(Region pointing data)
* * * *

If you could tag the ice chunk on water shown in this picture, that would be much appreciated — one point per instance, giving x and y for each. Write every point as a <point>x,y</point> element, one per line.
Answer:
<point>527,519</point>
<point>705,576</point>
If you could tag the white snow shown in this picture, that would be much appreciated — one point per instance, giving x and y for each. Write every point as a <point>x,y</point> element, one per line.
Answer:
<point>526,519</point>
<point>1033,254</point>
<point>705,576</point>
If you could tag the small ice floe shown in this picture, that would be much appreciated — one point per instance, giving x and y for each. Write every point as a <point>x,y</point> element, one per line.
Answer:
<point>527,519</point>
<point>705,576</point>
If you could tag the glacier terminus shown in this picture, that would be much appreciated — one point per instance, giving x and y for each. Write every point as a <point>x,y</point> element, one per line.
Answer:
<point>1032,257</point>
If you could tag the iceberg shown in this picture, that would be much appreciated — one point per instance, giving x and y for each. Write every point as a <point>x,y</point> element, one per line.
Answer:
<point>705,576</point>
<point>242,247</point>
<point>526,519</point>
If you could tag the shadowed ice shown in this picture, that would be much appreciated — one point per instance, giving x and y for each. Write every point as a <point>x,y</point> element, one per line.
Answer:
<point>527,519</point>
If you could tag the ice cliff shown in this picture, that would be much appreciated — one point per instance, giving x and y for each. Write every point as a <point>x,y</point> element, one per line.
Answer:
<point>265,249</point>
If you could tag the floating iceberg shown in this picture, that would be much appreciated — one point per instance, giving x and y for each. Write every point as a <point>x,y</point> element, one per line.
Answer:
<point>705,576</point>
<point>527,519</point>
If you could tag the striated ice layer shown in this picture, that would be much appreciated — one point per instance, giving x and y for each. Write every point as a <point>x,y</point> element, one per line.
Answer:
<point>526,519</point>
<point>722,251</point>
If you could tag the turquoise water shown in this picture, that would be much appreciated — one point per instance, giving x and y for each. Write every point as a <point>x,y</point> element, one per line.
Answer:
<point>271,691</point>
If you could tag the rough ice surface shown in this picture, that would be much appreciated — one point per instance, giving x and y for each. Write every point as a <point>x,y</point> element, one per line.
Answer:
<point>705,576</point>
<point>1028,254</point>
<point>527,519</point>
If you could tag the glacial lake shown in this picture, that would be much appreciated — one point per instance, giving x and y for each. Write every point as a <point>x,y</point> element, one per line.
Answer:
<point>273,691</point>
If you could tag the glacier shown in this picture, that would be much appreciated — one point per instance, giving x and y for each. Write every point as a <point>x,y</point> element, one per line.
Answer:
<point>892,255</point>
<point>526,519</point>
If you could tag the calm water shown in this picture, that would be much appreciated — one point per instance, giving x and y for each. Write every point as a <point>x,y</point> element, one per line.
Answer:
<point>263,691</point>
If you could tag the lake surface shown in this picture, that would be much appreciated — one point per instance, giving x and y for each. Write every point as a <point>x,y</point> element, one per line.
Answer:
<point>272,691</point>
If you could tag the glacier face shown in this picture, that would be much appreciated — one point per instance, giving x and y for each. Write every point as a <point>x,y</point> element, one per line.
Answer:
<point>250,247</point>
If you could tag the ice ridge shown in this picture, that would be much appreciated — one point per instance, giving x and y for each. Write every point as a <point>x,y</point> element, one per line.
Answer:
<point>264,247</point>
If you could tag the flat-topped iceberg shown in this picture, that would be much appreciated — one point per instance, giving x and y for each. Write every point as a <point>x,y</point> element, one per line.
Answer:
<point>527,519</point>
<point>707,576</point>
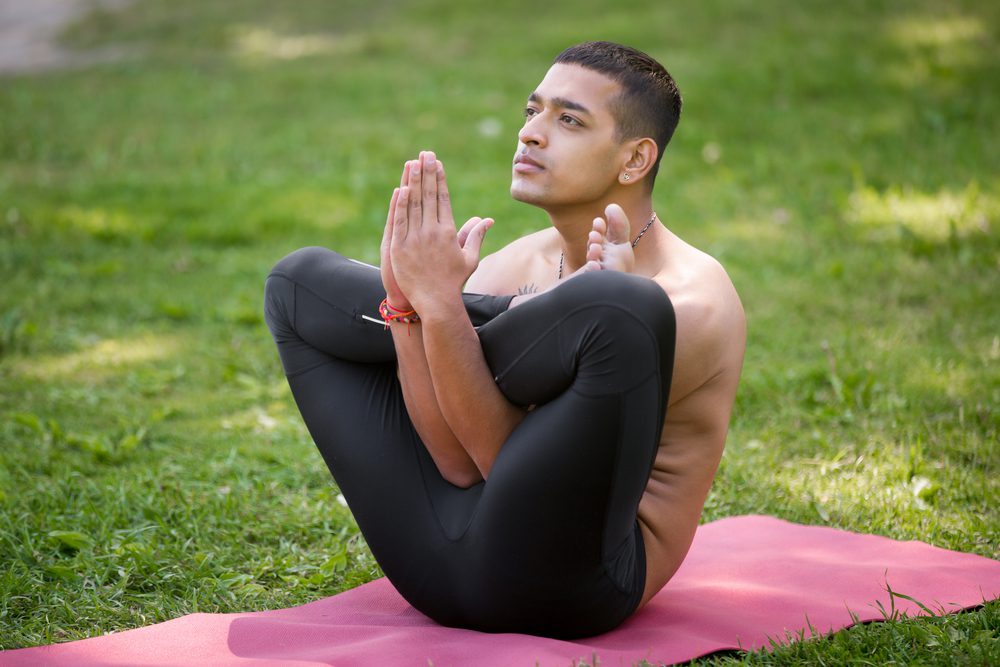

* * * *

▶ _The task_: From the entries, report each line that includes the word "iceberg".

▶ _Answer section_:
If you could tag the iceberg shown in this picture, that would be much appreciated — one point per instance, giving x and y for each. Write every point as a <point>x,y</point> element, one per line.
If you could tag the floating iceberg shown in this picture, that would be much appreciated — one point per instance, giving x and y for each. Write every point as a <point>x,y</point> element, one per line.
If you could tag the flat-topped iceberg shown in this picture, that would be much appreciated — one point per instance, giving x and y for each. Write every point as a <point>x,y</point> element, one per line.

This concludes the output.